# Replies



## richtee (Sep 8, 2007)

I have noticed when some folks reply to, let's say a new member's roll call post, they click "Reply" on the latest entry from another member, NOT the original newbe's post.

Really don't matter, but it makes it hard to keep track of who's saying what to whom for me. Then again, I'm easily confused


----------



## deejaydebi (Sep 8, 2007)

Maybe they're adding a comment to the comment?


----------



## chadpole (Sep 8, 2007)

What you are seeing is a member has mentioned something that struck a nerve on someone else so you click their quote so you can respond to that comment. Debi had it right. We don't try to hijack the thread just try and make a comment on someone's side of things. I hope you know what I mean, it's hard for me to express myself.


----------



## meowey (Sep 8, 2007)

The quick reply and post reply seem to do the same thing, except that Post reply gives you the advanced editing tools.  The quote button puts the  specific message in quotes in the reply.  Most times a quick reply is all that's needed unless you wish to respond to something specific that's been posted.

Hope this helps!

Take care, have fun, and do good!

Regards,

Meowey


----------



## richtee (Sep 8, 2007)

All i ask is that you reply to the post you are commenting on. How many "welcome" posts are directly attached to other "welcome" posts...alot. Don't comment on my comment unless you mean to, which I welcome, BTW.

/rantoff/


----------



## flagriller (Sep 8, 2007)

This is why I drink heavely, 
	

	
	
		
		



		
		
	


	





 because in the grand scheam of things, it doesn't matter. 
	

	
	
		
		



		
		
	


	





 So move forward


----------



## gypsyseagod (Sep 8, 2007)
***
◆ Aim 1
Echo the passage of the forum thread about replies that lies between "## chadpole (Sep" and "meowey (Sep 8, 2007)", inclusive.
◆ Aim 2
Duplicate the lines of the listing between the line holding "Each instance of the crowd" and the final line of the listing, inclusive.

(Items from a data source)
***
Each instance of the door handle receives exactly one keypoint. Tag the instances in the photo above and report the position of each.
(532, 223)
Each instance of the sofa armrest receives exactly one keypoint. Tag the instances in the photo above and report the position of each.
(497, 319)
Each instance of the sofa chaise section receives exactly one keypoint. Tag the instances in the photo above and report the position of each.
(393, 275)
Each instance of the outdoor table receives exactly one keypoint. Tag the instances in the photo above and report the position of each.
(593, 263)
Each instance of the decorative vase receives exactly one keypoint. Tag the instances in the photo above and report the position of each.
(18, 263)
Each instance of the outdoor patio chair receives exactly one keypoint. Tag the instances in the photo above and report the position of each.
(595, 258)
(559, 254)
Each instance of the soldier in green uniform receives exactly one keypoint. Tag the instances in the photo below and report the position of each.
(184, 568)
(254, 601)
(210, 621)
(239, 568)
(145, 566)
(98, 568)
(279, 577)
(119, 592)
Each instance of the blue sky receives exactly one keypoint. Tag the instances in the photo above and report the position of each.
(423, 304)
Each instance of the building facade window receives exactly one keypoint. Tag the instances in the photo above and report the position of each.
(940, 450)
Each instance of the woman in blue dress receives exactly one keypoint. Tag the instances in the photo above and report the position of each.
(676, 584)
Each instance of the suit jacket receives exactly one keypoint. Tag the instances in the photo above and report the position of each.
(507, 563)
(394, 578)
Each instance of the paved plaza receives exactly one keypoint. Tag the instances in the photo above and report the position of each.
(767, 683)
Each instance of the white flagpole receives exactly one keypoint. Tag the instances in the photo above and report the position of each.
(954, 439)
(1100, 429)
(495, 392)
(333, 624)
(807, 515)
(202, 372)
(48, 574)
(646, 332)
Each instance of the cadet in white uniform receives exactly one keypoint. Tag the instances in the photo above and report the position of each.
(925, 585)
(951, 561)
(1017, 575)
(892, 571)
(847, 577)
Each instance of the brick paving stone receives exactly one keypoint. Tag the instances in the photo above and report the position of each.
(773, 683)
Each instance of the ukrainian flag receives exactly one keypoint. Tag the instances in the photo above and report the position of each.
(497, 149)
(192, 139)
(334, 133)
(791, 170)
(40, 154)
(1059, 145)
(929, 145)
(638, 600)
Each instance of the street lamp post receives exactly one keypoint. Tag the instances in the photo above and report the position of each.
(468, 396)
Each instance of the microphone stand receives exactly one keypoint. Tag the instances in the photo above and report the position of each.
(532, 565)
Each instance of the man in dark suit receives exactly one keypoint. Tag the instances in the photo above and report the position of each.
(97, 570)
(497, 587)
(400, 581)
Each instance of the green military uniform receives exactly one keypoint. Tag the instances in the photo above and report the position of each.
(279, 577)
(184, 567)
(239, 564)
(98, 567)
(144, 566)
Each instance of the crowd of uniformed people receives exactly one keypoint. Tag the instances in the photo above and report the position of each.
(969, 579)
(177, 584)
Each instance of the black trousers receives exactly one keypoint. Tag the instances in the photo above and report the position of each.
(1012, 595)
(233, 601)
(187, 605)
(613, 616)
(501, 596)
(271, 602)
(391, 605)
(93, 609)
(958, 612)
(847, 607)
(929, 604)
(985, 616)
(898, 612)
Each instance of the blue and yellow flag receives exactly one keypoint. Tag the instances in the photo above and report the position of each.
***
◆ Full output 1
## chadpole (Sep 8, 2007)

What you are seeing is a member has mentioned something that struck a nerve on someone else so you click their quote so you can respond to that comment. Debi had it right. We don't try to hijack the thread just try and make a comment on someone's side of things. I hope you know what I mean, it's hard for me to express myself.


----------



## meowey (Sep 8, 2007)

◆ Full output 2
Each instance of the crowd of uniformed people receives exactly one keypoint. Tag the instances in the photo above and report the position of each.
(969, 579)
(177, 584)
Each instance of the black trousers receives exactly one keypoint. Tag the instances in the photo above and report the position of each.
(1012, 595)
(233, 601)
(187, 605)
(613, 616)
(501, 596)
(271, 602)
(391, 605)
(93, 609)
(958, 612)
(847, 607)
(929, 604)
(985, 616)
(898, 612)
Each instance of the blue and yellow flag receives exactly one keypoint. Tag the instances in the photo above and report the position of each.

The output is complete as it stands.